**** Informasi yang Diberikan ****

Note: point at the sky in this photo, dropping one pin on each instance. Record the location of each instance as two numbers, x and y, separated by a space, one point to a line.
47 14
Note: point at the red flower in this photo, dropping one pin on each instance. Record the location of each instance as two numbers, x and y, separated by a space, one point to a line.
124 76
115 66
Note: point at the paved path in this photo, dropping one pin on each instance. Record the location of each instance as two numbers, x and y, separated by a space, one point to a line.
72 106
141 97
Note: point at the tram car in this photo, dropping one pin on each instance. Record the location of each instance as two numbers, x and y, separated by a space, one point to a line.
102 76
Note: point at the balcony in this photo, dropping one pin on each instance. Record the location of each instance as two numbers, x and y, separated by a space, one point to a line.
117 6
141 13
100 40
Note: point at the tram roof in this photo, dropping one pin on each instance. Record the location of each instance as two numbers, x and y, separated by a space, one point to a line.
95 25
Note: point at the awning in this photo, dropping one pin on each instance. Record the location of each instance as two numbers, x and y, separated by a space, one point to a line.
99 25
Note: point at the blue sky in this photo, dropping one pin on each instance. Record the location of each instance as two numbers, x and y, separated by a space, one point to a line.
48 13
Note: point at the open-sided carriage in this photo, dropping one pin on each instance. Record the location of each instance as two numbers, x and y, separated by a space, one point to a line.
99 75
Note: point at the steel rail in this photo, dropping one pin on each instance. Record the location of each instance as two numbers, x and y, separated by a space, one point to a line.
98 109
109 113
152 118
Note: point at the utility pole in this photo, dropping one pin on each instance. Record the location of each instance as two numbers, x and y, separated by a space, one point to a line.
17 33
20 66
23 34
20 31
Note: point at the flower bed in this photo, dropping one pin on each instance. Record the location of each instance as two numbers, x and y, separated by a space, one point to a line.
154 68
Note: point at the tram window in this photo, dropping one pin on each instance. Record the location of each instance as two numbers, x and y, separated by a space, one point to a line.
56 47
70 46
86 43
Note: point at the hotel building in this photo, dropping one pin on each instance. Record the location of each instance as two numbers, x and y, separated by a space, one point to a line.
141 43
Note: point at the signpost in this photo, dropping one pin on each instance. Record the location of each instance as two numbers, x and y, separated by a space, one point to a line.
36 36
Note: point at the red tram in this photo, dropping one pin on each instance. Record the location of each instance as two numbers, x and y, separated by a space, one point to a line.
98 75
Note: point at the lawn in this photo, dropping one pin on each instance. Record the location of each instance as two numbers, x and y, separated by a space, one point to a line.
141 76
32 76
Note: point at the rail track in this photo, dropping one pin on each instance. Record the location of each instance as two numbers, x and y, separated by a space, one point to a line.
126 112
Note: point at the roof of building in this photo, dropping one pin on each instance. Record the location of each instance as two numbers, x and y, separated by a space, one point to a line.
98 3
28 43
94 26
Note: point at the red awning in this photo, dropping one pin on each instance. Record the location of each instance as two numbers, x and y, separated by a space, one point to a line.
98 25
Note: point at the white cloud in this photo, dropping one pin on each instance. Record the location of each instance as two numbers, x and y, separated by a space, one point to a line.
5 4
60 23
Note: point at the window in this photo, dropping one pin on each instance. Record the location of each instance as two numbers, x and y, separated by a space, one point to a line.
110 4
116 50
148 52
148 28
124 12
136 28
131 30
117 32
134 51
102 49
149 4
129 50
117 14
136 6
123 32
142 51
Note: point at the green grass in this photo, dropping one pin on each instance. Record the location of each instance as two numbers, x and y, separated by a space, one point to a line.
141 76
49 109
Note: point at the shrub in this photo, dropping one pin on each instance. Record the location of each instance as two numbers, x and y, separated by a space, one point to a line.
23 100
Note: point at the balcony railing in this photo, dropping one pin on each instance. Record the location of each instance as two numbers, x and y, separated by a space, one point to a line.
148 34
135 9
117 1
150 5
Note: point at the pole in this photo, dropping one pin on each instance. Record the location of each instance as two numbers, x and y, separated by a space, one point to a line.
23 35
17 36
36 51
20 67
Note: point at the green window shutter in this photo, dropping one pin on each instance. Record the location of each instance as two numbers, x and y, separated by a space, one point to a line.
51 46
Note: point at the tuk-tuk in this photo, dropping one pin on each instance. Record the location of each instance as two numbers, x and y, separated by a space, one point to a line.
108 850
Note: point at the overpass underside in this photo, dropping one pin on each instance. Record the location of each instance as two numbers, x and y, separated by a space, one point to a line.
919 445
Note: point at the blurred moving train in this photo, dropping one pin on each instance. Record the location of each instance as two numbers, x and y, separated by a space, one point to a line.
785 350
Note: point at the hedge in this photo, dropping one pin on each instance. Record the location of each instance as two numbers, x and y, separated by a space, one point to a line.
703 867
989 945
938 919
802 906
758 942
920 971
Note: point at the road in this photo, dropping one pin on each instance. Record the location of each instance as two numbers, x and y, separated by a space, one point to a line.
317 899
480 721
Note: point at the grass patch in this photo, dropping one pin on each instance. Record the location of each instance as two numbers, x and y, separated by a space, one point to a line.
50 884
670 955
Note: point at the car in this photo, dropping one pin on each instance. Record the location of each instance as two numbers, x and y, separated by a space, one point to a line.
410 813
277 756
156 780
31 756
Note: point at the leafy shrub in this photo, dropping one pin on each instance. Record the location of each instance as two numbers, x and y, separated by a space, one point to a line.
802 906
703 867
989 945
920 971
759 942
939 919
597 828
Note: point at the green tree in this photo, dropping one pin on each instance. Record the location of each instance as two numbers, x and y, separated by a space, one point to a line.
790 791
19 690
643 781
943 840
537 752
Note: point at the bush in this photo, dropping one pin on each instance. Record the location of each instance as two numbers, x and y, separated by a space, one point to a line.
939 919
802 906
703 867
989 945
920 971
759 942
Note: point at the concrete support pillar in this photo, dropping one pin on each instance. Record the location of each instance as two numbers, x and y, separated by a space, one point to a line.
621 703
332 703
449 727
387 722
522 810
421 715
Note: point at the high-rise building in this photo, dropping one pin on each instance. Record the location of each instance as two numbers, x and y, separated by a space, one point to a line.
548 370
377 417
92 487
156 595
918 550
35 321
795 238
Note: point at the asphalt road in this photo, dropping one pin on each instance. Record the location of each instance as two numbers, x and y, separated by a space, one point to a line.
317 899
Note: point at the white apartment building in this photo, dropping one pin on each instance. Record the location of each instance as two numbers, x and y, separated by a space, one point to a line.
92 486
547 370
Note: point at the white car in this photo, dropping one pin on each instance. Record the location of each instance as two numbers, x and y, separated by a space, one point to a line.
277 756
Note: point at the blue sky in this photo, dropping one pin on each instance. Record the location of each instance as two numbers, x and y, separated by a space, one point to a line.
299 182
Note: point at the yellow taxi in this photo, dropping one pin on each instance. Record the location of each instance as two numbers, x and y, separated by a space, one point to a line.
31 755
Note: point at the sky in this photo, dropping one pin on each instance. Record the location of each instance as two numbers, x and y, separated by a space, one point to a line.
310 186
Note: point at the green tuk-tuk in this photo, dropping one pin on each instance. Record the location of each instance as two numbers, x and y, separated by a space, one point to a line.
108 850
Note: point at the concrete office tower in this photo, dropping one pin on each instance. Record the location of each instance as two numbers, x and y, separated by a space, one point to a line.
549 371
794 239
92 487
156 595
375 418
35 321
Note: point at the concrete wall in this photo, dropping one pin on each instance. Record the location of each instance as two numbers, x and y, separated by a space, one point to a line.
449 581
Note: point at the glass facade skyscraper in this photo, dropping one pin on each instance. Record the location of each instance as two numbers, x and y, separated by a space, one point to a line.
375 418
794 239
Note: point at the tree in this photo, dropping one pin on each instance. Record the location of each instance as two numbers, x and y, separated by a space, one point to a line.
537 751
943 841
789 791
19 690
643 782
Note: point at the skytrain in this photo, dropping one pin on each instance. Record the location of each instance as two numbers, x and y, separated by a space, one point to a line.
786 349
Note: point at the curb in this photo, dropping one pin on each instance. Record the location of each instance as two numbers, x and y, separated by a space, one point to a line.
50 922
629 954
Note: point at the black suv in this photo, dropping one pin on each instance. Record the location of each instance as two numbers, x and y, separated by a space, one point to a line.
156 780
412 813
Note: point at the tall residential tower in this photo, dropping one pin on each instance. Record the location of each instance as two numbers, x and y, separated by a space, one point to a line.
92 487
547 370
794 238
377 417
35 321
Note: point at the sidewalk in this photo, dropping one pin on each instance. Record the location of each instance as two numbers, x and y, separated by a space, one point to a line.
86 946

****

Susun baris-baris mulai dari baris yang memuat "Note: point at the sidewalk" sampai akhir butir di atas, kedua ujungnya termasuk, sebagai tabel Markdown dengan kolom "Nomor" untuk nomor urut dan "Isi" untuk teks barisnya. Lewati baris yang kosong.

§ **Hasil Latihan**
| Nomor | Isi |
|---|---|
| 1 | Note: point at the sidewalk in this photo, dropping one pin on each instance. Record the location of each instance as two numbers, x and y, separated by a space, one point to a line. |
| 2 | 86 946 |